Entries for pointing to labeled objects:
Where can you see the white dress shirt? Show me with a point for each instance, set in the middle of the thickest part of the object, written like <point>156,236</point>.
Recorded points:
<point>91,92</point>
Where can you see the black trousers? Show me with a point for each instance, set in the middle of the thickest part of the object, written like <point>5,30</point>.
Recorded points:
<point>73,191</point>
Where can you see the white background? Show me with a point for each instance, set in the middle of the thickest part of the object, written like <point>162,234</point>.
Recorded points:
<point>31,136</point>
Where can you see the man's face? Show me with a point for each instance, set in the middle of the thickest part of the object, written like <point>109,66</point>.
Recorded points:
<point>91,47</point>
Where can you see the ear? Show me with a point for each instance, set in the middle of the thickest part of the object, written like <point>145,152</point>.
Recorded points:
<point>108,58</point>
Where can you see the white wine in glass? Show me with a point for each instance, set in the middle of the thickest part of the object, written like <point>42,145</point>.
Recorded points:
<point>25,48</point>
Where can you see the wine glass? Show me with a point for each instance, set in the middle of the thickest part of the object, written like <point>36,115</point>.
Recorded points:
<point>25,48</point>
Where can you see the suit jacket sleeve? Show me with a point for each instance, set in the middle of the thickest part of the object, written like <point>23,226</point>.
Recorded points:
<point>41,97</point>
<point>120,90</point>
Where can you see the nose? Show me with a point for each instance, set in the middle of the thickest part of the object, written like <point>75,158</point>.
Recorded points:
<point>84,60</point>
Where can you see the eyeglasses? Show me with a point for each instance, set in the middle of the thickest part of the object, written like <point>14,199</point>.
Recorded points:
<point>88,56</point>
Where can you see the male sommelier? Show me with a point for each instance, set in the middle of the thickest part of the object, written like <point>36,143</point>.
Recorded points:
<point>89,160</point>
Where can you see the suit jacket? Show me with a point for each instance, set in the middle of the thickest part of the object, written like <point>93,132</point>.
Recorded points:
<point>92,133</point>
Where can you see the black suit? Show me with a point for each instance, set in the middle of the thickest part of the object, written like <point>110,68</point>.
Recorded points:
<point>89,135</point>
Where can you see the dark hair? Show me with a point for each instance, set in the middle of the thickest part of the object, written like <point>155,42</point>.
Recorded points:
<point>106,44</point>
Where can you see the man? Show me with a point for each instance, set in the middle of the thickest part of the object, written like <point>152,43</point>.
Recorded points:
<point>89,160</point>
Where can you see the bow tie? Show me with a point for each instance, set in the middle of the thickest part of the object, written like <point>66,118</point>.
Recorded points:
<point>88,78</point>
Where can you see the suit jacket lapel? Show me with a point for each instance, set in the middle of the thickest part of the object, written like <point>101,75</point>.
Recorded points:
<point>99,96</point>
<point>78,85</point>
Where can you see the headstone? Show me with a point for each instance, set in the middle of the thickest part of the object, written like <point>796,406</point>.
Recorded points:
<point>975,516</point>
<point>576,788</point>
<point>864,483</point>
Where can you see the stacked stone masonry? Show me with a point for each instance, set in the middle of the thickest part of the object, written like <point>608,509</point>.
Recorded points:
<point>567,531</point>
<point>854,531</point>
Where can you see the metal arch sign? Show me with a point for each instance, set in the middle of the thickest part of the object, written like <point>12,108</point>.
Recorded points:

WHAT TO DO:
Write out all of the lines above precisely as they appear, without altering anything.

EXERCISE OUTPUT:
Where can you see the white dress shirt? Show me with a point for each instance, set in the middle of the thickest part of the object, written like <point>156,236</point>.
Recorded points:
<point>91,92</point>
Where can you see the black trousers? Show me with a point for each instance, set in the middle of the thickest part of the object, written like <point>5,30</point>.
Recorded points:
<point>73,191</point>
Where can you see the white background? Show me with a point for each instance, set in the middle of the thickest part of the object, written like <point>162,234</point>.
Recorded points:
<point>31,136</point>
Where can you see the man's face? Show me with a point for each instance, set in the middle of the thickest part of the object, written like <point>109,66</point>.
Recorded points:
<point>91,47</point>
Where can you see the ear? Show me with a point for each instance, set in the middle of the thickest part of the object, written like <point>145,152</point>.
Recorded points:
<point>108,58</point>
Where can you see the white wine in glass? Show me with a point for each instance, set in the middle of the thickest part of the object, written like <point>42,145</point>.
Recorded points:
<point>25,48</point>
Where can you see the wine glass? Show me with a point for each instance, set in the middle of the thickest part of the object, written like <point>36,115</point>.
Recorded points:
<point>25,48</point>
Where can you see the suit jacket sleeve? Show me with a point for each instance, set in the middle of the thickest part of the object, written like <point>23,226</point>.
Recorded points:
<point>41,97</point>
<point>120,90</point>
Where can you see the nose? Show me with a point for each instance, set in the middle of the thickest part of the object, written like <point>75,158</point>.
Recorded points:
<point>84,60</point>
Where can you see the eyeglasses? Show me with a point for each instance, set in the middle of the thickest part of the object, written like <point>14,199</point>.
Recorded points:
<point>88,56</point>
Where can you see the male sommelier? Show me with a point for each instance, set in the middle of the thickest part of the object, written like <point>36,143</point>.
Recorded points:
<point>89,160</point>
Where can you see the suit jacket? Show me with a point for each instance, set in the middle of the thickest part of the object, written like <point>93,132</point>.
Recorded points:
<point>92,133</point>
Where can you see the black suit? Show me with a point for each instance, set in the middle of the thickest part of the object, written like <point>110,68</point>.
Recorded points:
<point>89,135</point>
Where can you see the dark hair? Show me with a point for each instance, set in the middle of the thickest part of the object, written like <point>155,42</point>.
Recorded points:
<point>106,44</point>
Where can you see the man? Show me with a point for each instance, set in the middle of the thickest part of the object, written like <point>152,43</point>.
Recorded points:
<point>89,160</point>
Where can you see the bow tie? Show me with a point for each instance, set in the middle of the thickest part of the object, written like <point>66,118</point>.
Recorded points:
<point>88,78</point>
Where can you see the suit jacket lapel? Show me with a point for each instance, set in the middle of the thickest part of the object, written like <point>101,75</point>.
Recorded points:
<point>99,96</point>
<point>78,85</point>
Where can you see the headstone? Show me with a point for each instance, set in the middle of the thickest part of the object, written like <point>796,406</point>.
Recorded points:
<point>975,516</point>
<point>576,788</point>
<point>864,483</point>
Where can you see the stacked stone masonry? Show me with a point for each instance, set in the middle of the thickest part of the object, written like <point>608,509</point>.
Recorded points:
<point>567,531</point>
<point>854,531</point>
Where can you see the metal arch sign? Show me with a point for each instance, set in the middle of the thickest part of the object, written like <point>12,108</point>.
Recorded points:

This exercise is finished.